● **Problem**
Extend the piece below on Muhammad Ali, Franklin Roosevelt and Barack Obama, beginning after its final sentence.

● **Document text**
════
Ali, FDR and Barack
OK, I never thought I’d find a connection among the “greatest” heavyweight of all time, Franklin Roosevelt and the man now in the White House and officially certified as a resident of the United States, but bear with me.
Throughout his remarkable career Muhammad Ali struggled to be accepted for what he was – a consummate professional, a remarkably intelligent, one-of-a-kind man; an African-American with a gift for language who also challenged all kinds of conventional thinking.
Ali, a convert to the Muslim faith, was a man with a foreign name and remarkable championship skills; a man who made a principled stand against an awful war and paid dearly for it, a champion never accepted by many Americans as “legitimate.” But, through it all, he could proudly claim to be “the greatest.”
It’s not bragging, they say, if you can do it and Ali could.
I watched the great champion in an old, black and white interview with Howard Cosell last night as he correctly analyzed himself as both loved and hated, misunderstood, undervalued, misrepresented and, well, just not one of us. He knows us better than we know him.
Elected to the presidency four times, father of Social Security, architect of victory in World War II, Franklin Delano Roosevelt was never considered legitimate by some of his persistent critics. The narrative of illegitimacy dogged him in each of his four elections to the presidency.
FDR was – take your pick – a “traitor to his class,” as historian H.W. Brands described him in his fine biography or more nefariously the architect of a vast Jewish conspiracy. As another Roosevelt historian has described the myth makers, they were convinced FDR was out “to betray the United States into the clutches of international conspirators who were plotting a world state under Jewish domination.” In other words, Franklin Roosevelt, the Dutch-American born of aristocratic parents of the Hudson River Valley was secretly a “Jew,” presiding over an administration dominated by an “invisible Jewish leadership.” In other words – he was illegitimate.
And…the current president, a man besieged until yesterday by many who considered his very birth in the United States illegitimate. Obama, the editor of the Harvard Law Review (that is generally considered a pretty big deal), who a “carnival barker” reality television host can wonder how he ever got into the such an establishment Ivy League bastion.
To some Americans, Barack Obama can never be “legitimate,” just as the great boxer or the greatest president of the 20th Century can’t possibly be legitimate. Accomplishment is simply not enough.
════
● **Data for analysis**
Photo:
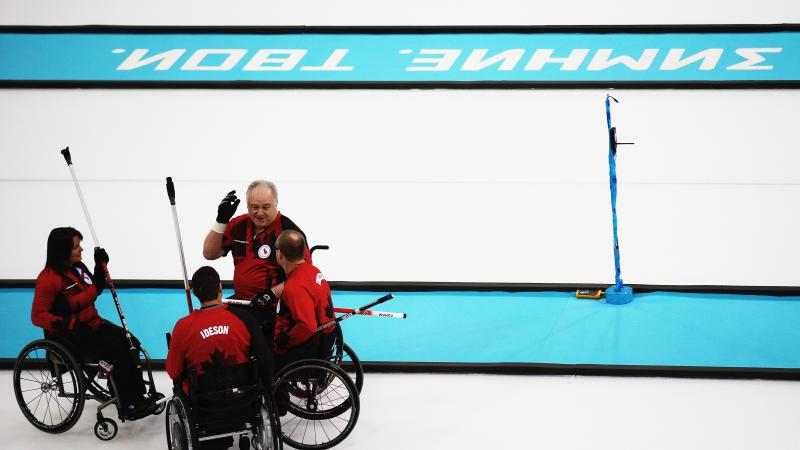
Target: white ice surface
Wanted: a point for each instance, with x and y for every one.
(424, 411)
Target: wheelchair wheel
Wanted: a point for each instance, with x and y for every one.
(49, 386)
(180, 425)
(323, 404)
(267, 435)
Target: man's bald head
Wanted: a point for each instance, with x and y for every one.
(293, 246)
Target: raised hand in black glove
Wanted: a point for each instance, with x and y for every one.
(263, 299)
(227, 207)
(100, 256)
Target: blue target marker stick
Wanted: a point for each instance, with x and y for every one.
(618, 293)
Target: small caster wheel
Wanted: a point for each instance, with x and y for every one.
(161, 406)
(105, 429)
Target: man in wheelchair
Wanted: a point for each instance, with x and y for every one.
(305, 305)
(210, 360)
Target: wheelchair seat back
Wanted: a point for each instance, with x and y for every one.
(225, 397)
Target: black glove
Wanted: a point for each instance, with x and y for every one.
(100, 256)
(59, 324)
(263, 299)
(227, 207)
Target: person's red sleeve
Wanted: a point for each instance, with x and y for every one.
(44, 294)
(176, 353)
(301, 305)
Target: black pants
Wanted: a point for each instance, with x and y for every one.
(109, 343)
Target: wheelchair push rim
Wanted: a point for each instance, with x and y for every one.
(180, 426)
(49, 386)
(325, 412)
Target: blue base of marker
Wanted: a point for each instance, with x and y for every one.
(619, 295)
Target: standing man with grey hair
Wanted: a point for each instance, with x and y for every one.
(251, 238)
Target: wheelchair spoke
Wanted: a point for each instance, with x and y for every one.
(60, 417)
(48, 410)
(32, 389)
(37, 404)
(35, 380)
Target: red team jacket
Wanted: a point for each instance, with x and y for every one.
(67, 298)
(218, 335)
(255, 267)
(305, 305)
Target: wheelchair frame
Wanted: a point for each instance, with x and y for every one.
(58, 354)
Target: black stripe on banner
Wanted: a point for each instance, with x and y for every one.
(414, 286)
(551, 369)
(377, 30)
(390, 29)
(399, 85)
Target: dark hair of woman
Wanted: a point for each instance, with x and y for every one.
(59, 248)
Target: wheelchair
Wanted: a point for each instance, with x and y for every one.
(52, 382)
(321, 400)
(223, 403)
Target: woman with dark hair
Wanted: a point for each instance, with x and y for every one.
(63, 305)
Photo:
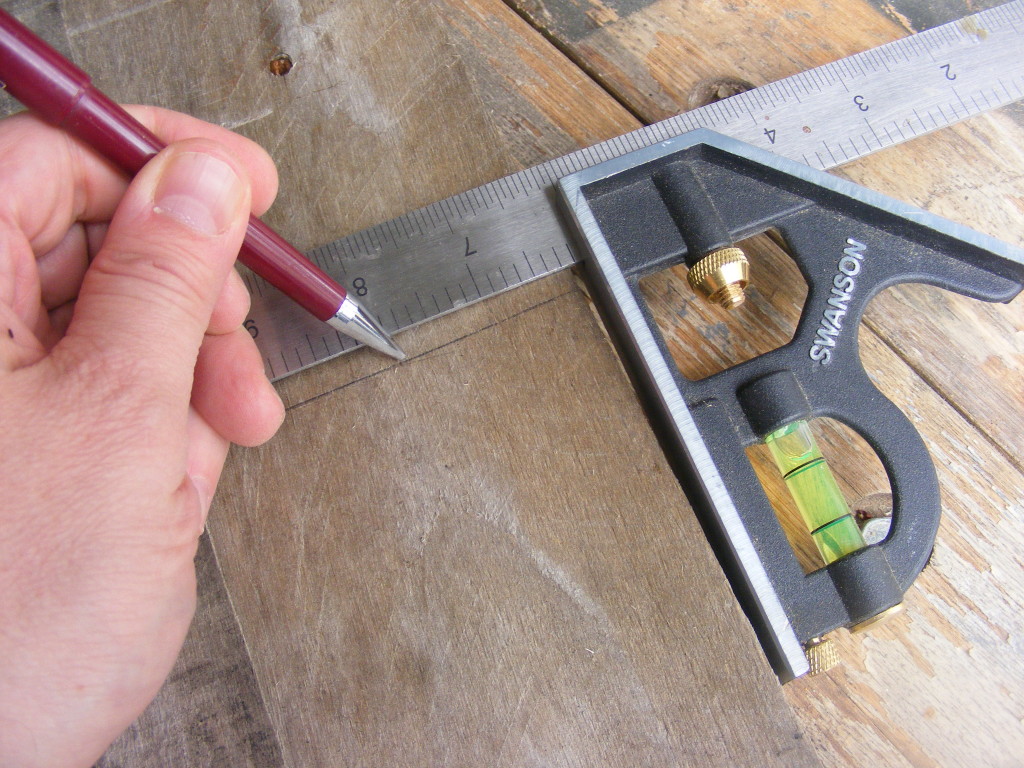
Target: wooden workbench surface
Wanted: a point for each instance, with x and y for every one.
(479, 556)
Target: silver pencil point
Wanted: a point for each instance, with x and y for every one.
(355, 322)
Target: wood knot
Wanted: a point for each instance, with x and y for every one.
(711, 90)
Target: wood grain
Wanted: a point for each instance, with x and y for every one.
(940, 685)
(210, 712)
(479, 557)
(476, 556)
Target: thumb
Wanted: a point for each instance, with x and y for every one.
(146, 298)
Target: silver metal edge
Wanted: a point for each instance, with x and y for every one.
(712, 138)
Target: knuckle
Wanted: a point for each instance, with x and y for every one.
(169, 276)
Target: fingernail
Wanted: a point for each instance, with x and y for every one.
(200, 190)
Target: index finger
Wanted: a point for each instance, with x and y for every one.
(49, 180)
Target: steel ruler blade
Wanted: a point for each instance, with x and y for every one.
(463, 249)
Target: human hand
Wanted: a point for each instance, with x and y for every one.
(124, 375)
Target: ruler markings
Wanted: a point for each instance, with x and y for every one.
(510, 224)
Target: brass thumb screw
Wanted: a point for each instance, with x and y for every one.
(721, 276)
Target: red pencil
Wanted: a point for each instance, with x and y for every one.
(61, 94)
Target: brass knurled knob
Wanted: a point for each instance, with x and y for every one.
(821, 654)
(721, 276)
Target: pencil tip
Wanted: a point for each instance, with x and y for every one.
(352, 320)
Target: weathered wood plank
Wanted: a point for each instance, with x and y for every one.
(482, 584)
(932, 688)
(210, 711)
(529, 588)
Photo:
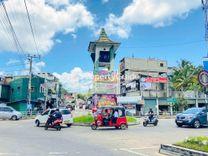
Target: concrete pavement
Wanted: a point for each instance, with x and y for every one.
(22, 138)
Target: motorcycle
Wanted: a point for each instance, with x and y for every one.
(56, 124)
(154, 121)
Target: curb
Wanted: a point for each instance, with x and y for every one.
(172, 150)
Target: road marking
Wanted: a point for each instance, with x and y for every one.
(58, 153)
(151, 147)
(132, 152)
(13, 154)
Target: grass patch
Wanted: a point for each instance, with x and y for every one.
(195, 143)
(89, 119)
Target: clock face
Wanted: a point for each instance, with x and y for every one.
(203, 78)
(204, 2)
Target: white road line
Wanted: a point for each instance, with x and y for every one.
(142, 148)
(58, 153)
(13, 154)
(132, 152)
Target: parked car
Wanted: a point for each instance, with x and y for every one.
(66, 114)
(195, 117)
(7, 112)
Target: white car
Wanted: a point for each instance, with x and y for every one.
(7, 112)
(41, 119)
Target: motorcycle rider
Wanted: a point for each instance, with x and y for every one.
(150, 114)
(56, 115)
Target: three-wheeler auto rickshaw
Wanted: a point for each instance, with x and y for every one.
(110, 116)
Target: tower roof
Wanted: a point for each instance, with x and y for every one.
(104, 37)
(103, 40)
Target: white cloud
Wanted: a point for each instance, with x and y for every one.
(12, 62)
(2, 73)
(49, 17)
(105, 1)
(58, 41)
(157, 13)
(74, 36)
(76, 80)
(37, 67)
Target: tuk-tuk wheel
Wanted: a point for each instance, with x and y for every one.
(93, 127)
(123, 126)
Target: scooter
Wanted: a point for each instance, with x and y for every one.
(56, 124)
(154, 121)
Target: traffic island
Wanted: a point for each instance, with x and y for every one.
(195, 146)
(86, 120)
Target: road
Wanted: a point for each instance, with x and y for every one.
(22, 138)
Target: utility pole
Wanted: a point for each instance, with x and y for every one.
(30, 59)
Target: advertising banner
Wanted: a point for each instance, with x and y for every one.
(105, 88)
(105, 76)
(104, 100)
(155, 79)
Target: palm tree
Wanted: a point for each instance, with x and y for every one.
(185, 78)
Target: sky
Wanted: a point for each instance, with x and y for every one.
(163, 29)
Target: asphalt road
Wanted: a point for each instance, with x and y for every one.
(22, 138)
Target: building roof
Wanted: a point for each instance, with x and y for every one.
(103, 39)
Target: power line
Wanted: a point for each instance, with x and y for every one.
(19, 47)
(166, 45)
(13, 33)
(31, 27)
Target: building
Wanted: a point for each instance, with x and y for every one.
(51, 87)
(44, 86)
(103, 53)
(4, 91)
(19, 92)
(145, 78)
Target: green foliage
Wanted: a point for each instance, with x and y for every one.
(196, 143)
(180, 104)
(185, 77)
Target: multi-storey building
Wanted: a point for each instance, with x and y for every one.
(145, 78)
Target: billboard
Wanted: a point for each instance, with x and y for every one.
(155, 79)
(105, 88)
(105, 82)
(104, 100)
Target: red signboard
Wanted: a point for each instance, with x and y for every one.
(156, 79)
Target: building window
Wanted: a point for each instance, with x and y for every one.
(18, 88)
(42, 90)
(32, 89)
(161, 86)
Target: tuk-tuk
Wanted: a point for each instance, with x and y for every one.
(110, 116)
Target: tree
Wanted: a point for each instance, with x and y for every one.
(185, 78)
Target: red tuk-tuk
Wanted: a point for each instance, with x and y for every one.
(110, 116)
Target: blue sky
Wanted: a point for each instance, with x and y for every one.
(169, 37)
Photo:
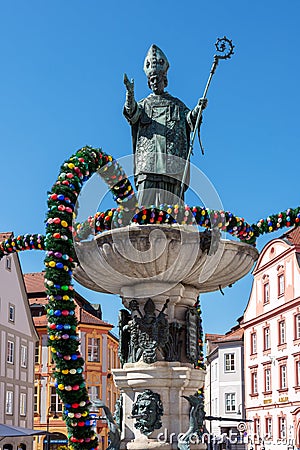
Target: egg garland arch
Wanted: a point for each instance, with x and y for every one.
(60, 261)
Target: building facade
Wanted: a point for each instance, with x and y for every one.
(18, 338)
(272, 346)
(99, 348)
(224, 382)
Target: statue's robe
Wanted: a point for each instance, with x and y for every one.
(161, 126)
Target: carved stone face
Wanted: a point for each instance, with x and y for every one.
(148, 411)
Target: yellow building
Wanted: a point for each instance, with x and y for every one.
(99, 348)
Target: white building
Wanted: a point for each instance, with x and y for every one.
(224, 395)
(17, 346)
(272, 345)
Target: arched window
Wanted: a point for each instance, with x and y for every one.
(7, 447)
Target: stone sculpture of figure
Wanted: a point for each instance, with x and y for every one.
(141, 335)
(114, 431)
(161, 126)
(197, 417)
(147, 410)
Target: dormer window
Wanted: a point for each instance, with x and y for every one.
(266, 292)
(280, 284)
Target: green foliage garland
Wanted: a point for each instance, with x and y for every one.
(59, 262)
(61, 259)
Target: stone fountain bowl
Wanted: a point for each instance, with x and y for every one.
(161, 256)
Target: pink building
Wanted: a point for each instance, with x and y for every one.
(17, 346)
(272, 346)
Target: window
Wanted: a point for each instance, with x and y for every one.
(23, 404)
(11, 313)
(280, 284)
(254, 383)
(36, 400)
(267, 380)
(10, 352)
(282, 428)
(253, 343)
(55, 402)
(297, 326)
(37, 353)
(297, 373)
(93, 392)
(257, 428)
(9, 402)
(266, 293)
(282, 337)
(229, 402)
(229, 362)
(93, 349)
(23, 356)
(267, 342)
(283, 377)
(268, 428)
(8, 263)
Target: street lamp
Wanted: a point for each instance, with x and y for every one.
(55, 416)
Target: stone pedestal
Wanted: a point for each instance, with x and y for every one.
(171, 381)
(162, 269)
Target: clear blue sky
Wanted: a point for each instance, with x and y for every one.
(61, 87)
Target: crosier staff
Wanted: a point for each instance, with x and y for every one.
(225, 48)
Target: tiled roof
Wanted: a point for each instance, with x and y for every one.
(233, 335)
(293, 236)
(5, 235)
(89, 319)
(213, 337)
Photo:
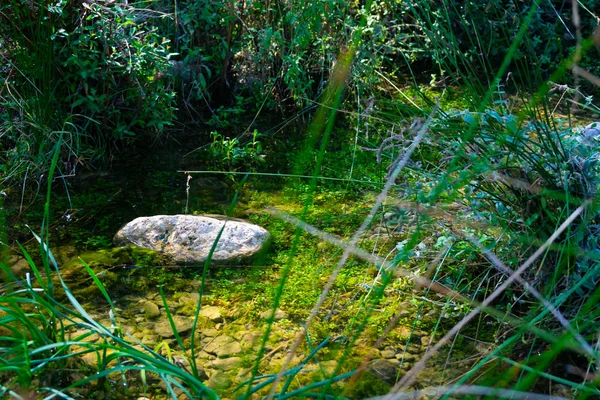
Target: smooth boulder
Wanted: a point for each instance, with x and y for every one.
(189, 238)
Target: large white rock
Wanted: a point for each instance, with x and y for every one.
(189, 238)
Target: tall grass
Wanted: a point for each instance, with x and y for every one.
(525, 188)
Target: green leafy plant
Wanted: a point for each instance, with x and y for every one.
(231, 155)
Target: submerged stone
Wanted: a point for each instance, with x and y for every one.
(223, 346)
(188, 239)
(182, 326)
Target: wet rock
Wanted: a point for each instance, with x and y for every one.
(425, 340)
(244, 374)
(182, 325)
(187, 239)
(151, 310)
(388, 354)
(407, 357)
(212, 313)
(19, 266)
(403, 332)
(225, 364)
(219, 381)
(384, 370)
(328, 367)
(279, 314)
(150, 340)
(250, 340)
(223, 346)
(209, 332)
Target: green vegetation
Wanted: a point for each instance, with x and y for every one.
(429, 174)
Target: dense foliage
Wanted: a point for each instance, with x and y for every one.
(461, 114)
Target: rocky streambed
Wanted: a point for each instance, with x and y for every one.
(230, 336)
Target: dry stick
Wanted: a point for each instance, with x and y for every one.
(506, 270)
(585, 74)
(577, 57)
(347, 252)
(420, 281)
(411, 375)
(439, 391)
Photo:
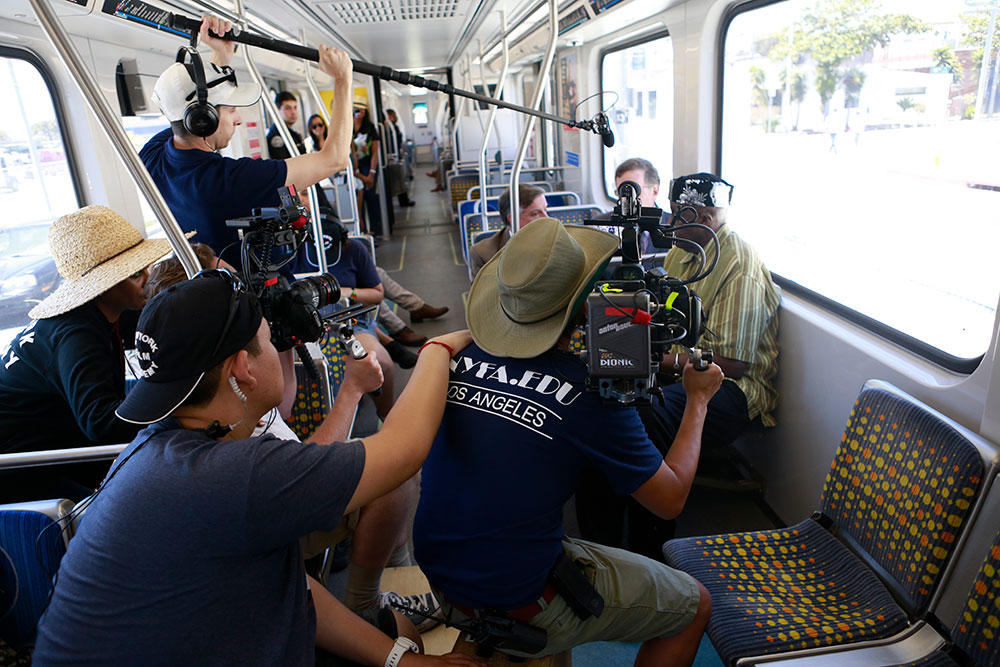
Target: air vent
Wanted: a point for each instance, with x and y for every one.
(355, 12)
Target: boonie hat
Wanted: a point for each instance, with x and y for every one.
(184, 331)
(175, 90)
(94, 249)
(522, 299)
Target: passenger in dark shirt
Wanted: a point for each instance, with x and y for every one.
(62, 378)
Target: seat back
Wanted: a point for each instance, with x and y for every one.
(573, 215)
(27, 564)
(901, 486)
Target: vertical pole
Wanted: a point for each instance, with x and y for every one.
(529, 126)
(483, 161)
(985, 66)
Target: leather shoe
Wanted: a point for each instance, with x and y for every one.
(408, 336)
(427, 312)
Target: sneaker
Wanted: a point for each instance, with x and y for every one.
(425, 602)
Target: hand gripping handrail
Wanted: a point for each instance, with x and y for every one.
(109, 121)
(529, 126)
(355, 219)
(286, 136)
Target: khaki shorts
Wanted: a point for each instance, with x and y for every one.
(319, 541)
(643, 599)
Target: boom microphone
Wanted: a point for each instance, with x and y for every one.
(603, 127)
(178, 24)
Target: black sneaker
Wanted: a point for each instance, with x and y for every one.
(430, 616)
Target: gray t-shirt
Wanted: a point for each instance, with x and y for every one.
(191, 555)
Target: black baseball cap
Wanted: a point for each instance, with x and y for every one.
(183, 332)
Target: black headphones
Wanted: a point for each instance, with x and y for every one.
(201, 118)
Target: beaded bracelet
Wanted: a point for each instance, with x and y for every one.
(451, 351)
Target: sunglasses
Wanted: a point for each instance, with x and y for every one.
(238, 288)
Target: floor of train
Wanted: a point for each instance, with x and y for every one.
(425, 255)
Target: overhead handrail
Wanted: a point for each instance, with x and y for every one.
(529, 126)
(57, 456)
(355, 218)
(109, 121)
(286, 136)
(493, 112)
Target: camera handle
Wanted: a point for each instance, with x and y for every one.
(353, 347)
(700, 359)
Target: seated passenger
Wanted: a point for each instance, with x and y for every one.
(189, 552)
(531, 201)
(63, 376)
(741, 309)
(518, 432)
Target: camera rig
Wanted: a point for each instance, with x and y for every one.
(292, 309)
(639, 313)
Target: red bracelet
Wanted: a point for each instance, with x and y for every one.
(451, 351)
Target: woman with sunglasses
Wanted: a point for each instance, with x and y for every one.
(317, 131)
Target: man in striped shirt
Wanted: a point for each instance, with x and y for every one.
(741, 328)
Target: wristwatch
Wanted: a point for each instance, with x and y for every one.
(403, 646)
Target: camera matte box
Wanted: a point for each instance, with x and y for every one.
(616, 347)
════
● **Your response**
Ali was a “draft dodger,” a “loud mouth” and not even a good boxer. Roosevelt was a Jew, a “cripple” and “mentally ill.” Obama must be a Muslim, and couldn’t have gotten into Harvard on his own. He’s just not a real American. He can’t be “one of us.”
Stay tuned. The production of the president’s birth certificate won’t silence some of the doubters. Even as Obama played rope a dope with the birthers, daffy Donald Trump still said he would need to check the veracity of the document. It just may be illegitimate. The Idaho Falls Post-Register quotes a guy in an eastern Idaho diner wondering if Obama released his paperwork “for political reasons or did he manufacture one?” After all, he had two years to produce the document and “I’m just asking,” the guy says.
As silly as political discourse has become in America, and with too much of the media lacking a filter to shut off the loud mouth de jour, there is something more troubling at play here. The something is deeply engrained in the political DNA of Americans.
For the haters of Roosevelt it wasn’t enough to oppose his policies, he had to be, at a time when anti-Semitism was hardly in the closet, exposed as a secret Jew. He must have been something sinister. He had to be unlike us, illegitimate. Google “was FDR a Jew” and you’ll find them. Like the poor, such folks will always be with us.
For Ali and Barack, it is the differences that count – the names, the color, the background. Accomplishment in the ring or on the Harvard Law Review or in the United States Senate or with the Nobel Peace Prize couldn’t possibly be legit. There must be some other explanation. These guys are different, foreign, not like the rest of us…illegitimate.
Remember all that talk a while back about a post-racial America. Not so fast apparently. I hope I live long enough to see it, but I’m certainly not counting on it.